▸ **Task to complete**:
Reproduce word for word the stretch of the data below from the line containing "Tell me—where in the image above is the small plant" through the line containing "[1209,527,1266,546]", including both of those lines.

▸ **Material for the task**:

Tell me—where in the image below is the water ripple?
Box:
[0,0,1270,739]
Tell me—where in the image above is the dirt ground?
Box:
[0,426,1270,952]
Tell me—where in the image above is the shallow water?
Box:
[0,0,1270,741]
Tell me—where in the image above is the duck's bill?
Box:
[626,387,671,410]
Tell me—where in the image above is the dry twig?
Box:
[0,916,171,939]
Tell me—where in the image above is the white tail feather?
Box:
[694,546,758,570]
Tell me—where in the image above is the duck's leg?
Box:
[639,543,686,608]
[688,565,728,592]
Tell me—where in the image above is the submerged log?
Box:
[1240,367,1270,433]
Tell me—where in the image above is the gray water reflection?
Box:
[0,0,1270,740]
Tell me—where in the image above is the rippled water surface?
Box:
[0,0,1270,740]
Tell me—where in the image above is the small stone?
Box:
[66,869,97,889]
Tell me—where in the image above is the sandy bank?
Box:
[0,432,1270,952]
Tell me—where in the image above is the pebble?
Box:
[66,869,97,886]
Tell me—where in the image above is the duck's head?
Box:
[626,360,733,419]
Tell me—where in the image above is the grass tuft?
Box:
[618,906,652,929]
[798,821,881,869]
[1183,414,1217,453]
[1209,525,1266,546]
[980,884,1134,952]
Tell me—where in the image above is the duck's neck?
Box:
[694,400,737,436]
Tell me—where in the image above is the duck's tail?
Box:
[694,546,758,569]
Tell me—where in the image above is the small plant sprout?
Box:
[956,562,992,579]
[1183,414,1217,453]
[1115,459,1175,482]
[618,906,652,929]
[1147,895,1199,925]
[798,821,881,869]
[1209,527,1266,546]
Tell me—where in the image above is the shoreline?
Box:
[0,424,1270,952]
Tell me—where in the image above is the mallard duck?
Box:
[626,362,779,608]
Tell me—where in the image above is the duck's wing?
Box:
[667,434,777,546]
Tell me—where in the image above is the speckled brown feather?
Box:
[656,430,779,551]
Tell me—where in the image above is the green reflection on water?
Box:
==
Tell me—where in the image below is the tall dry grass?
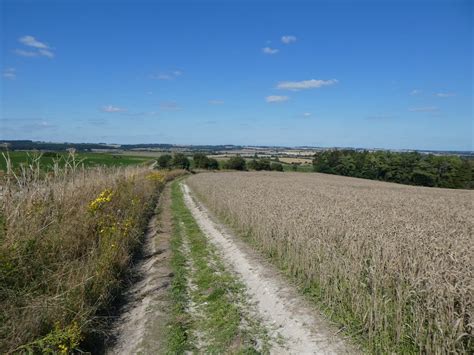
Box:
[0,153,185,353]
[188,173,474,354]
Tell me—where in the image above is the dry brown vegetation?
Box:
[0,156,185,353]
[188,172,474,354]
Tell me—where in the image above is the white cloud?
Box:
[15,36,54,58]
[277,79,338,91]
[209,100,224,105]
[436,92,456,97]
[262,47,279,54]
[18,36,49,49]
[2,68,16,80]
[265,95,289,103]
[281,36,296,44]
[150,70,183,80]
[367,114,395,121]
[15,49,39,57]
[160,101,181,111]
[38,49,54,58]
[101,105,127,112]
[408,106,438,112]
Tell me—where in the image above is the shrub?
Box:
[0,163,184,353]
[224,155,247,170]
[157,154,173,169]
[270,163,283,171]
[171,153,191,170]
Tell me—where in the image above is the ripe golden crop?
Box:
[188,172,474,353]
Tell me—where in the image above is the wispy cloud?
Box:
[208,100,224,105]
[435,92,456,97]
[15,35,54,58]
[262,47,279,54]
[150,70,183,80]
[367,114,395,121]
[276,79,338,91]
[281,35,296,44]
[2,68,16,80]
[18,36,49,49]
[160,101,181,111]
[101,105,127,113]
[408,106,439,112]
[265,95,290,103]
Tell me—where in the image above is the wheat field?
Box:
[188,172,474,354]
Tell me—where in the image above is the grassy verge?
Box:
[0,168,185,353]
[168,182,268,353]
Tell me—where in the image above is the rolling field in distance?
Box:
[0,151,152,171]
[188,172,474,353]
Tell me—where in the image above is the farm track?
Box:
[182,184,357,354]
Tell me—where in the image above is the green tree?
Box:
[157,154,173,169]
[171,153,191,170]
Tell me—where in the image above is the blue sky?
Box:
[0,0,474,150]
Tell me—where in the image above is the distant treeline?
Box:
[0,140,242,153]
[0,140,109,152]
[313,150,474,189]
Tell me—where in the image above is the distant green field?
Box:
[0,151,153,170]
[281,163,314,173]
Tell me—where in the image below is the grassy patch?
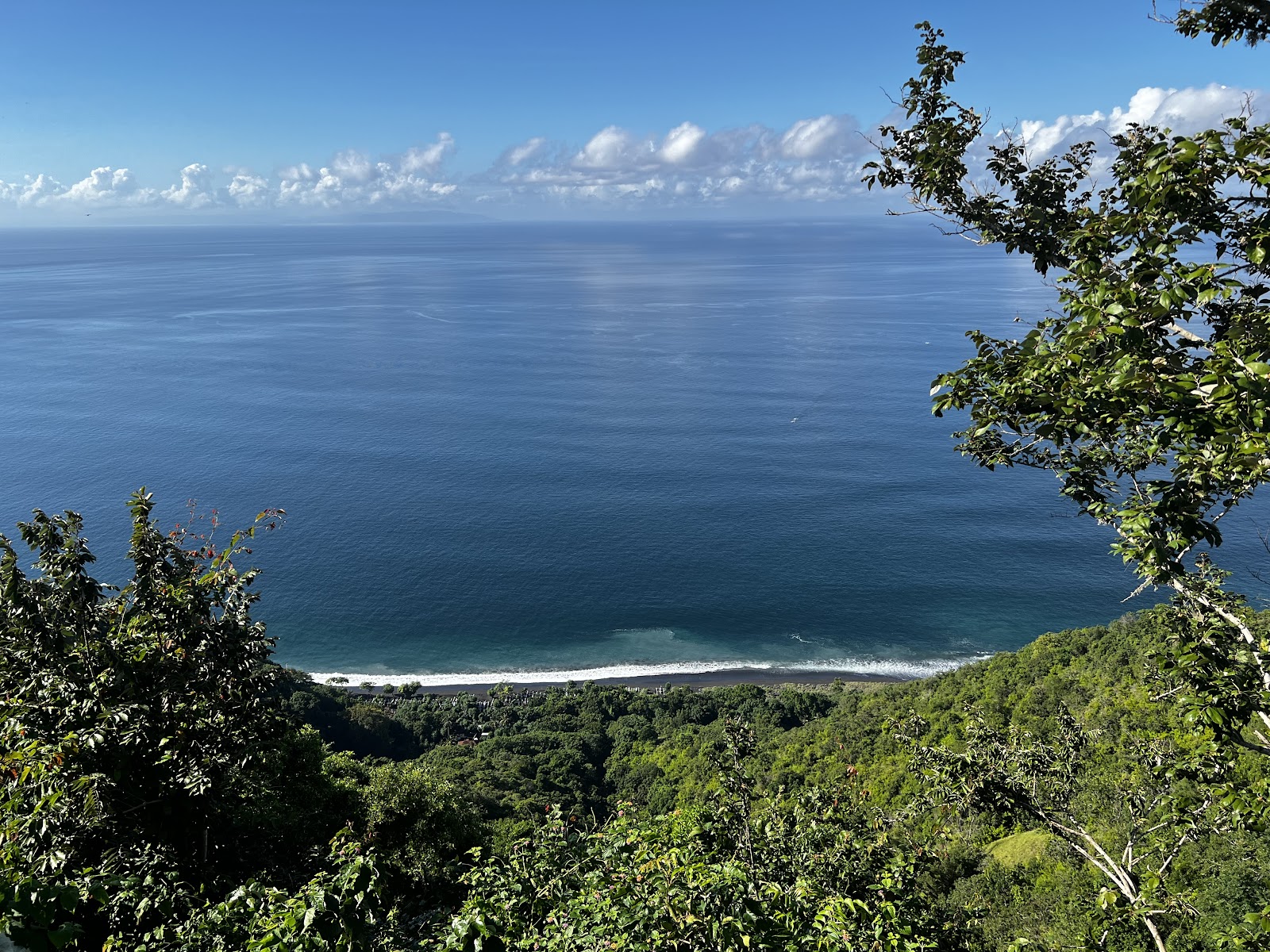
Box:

▸ **Full response**:
Tell me—where in the image above is the small plant sprout?
Box:
[956,562,992,579]
[1183,414,1217,453]
[1115,459,1175,482]
[618,906,652,929]
[1147,895,1199,925]
[798,821,881,869]
[1209,527,1266,546]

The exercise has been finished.